### Written request
Reproduce every line of the items below without any change.

•••

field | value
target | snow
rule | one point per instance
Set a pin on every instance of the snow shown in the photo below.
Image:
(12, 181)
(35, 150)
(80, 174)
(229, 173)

•••

### Exercise answer
field | value
target | snow
rule | one point per instance
Set a pin on every instance of the snow shown in the photo below.
Image:
(12, 181)
(35, 150)
(80, 174)
(229, 173)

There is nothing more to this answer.